EXERCISE »
Repeat exactly each line of the data provided below.
━━━━
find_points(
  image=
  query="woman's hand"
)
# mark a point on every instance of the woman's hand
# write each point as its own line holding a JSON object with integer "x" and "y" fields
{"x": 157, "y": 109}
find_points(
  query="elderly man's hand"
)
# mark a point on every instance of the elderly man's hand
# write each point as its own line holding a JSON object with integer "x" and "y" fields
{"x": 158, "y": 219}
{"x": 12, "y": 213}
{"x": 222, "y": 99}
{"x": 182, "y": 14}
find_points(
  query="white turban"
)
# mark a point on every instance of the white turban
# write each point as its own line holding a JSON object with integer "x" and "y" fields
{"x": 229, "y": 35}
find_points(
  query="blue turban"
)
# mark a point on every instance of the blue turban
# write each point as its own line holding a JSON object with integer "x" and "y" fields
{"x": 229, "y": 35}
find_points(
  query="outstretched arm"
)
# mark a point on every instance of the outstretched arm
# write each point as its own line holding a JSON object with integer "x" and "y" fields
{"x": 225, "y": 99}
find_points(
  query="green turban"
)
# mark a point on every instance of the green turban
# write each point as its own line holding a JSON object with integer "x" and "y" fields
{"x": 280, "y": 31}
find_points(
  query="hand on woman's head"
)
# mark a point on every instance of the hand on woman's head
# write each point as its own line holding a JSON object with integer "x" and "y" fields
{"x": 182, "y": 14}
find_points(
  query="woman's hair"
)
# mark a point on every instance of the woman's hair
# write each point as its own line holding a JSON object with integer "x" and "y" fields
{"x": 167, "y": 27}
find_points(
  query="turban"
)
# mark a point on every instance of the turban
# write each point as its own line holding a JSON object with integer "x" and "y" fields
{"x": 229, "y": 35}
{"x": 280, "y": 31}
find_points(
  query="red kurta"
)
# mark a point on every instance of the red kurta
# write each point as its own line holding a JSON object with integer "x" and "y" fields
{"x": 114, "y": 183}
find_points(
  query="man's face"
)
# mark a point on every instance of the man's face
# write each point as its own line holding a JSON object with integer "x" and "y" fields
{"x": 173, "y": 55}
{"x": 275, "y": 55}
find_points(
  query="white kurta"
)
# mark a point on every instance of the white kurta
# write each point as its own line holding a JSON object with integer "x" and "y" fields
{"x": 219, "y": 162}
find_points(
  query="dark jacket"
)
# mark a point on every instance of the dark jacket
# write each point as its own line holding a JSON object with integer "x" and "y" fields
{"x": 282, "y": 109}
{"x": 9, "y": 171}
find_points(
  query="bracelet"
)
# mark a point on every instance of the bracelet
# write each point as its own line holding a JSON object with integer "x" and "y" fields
━━━━
FULL RESPONSE »
find_points(
  image=
  query="woman's hand"
)
# mark a point on every instance of the woman's hand
# write each point as its own line holding a JSON object with integer "x" and "y" fields
{"x": 157, "y": 109}
find_points(
  query="elderly man's hand"
)
# mark a point on every instance of the elderly man's hand
# write each point as its own line holding a JSON object with integer "x" and "y" fields
{"x": 158, "y": 219}
{"x": 12, "y": 213}
{"x": 222, "y": 99}
{"x": 182, "y": 14}
find_points(
  query="white turban"
)
# mark a point on every instance of the white turban
# write each point as its own line holding a JSON object with integer "x" and "y" fields
{"x": 229, "y": 35}
find_points(
  query="blue turban"
)
# mark a point on every instance of the blue turban
# write each point as its own line holding a JSON object with integer "x" and "y" fields
{"x": 229, "y": 35}
find_points(
  query="outstretched arm"
)
# mark a point on every instance of the outstretched arm
# write each point as its own line holding a JSON object with integer "x" and "y" fields
{"x": 225, "y": 99}
find_points(
  query="green turban"
)
# mark a point on every instance of the green turban
# write each point as its own line holding a JSON object with integer "x" and "y" fields
{"x": 280, "y": 31}
find_points(
  query="hand on woman's head"
)
# mark a point on every instance of the hand on woman's head
# write each point as its own line holding a JSON object with integer "x" and "y" fields
{"x": 182, "y": 14}
find_points(
  query="woman's hair"
)
# mark a point on every instance of the woman's hair
# write each point as its own line holding a JSON object with integer "x" and "y" fields
{"x": 167, "y": 27}
find_points(
  query="turban"
)
# mark a point on every instance of the turban
# write each point as its own line holding a JSON object with integer "x" and "y" fields
{"x": 229, "y": 35}
{"x": 280, "y": 31}
find_points(
  query="red kurta"
)
# mark a point on every instance of the red kurta
# write each point as its own line holding a JSON object with integer "x" and "y" fields
{"x": 114, "y": 183}
find_points(
  query="man's face"
)
# mark a point on every instance of the man's face
# write each point as its own line holding a JSON object with integer "x" and "y" fields
{"x": 173, "y": 55}
{"x": 275, "y": 55}
find_points(
  query="white kurta"
)
# mark a point on every instance of the white kurta
# write each point as its own line holding a JSON object with integer "x" and "y" fields
{"x": 219, "y": 162}
find_points(
  query="dark jacket"
)
# mark a point on every instance of the dark jacket
# write each point as its own line holding a JSON object with integer "x" and "y" fields
{"x": 282, "y": 109}
{"x": 9, "y": 171}
find_points(
  query="bracelet"
)
# mark a point on every instance of the bracelet
# write each point as its own line holding a JSON object with integer "x" and "y" fields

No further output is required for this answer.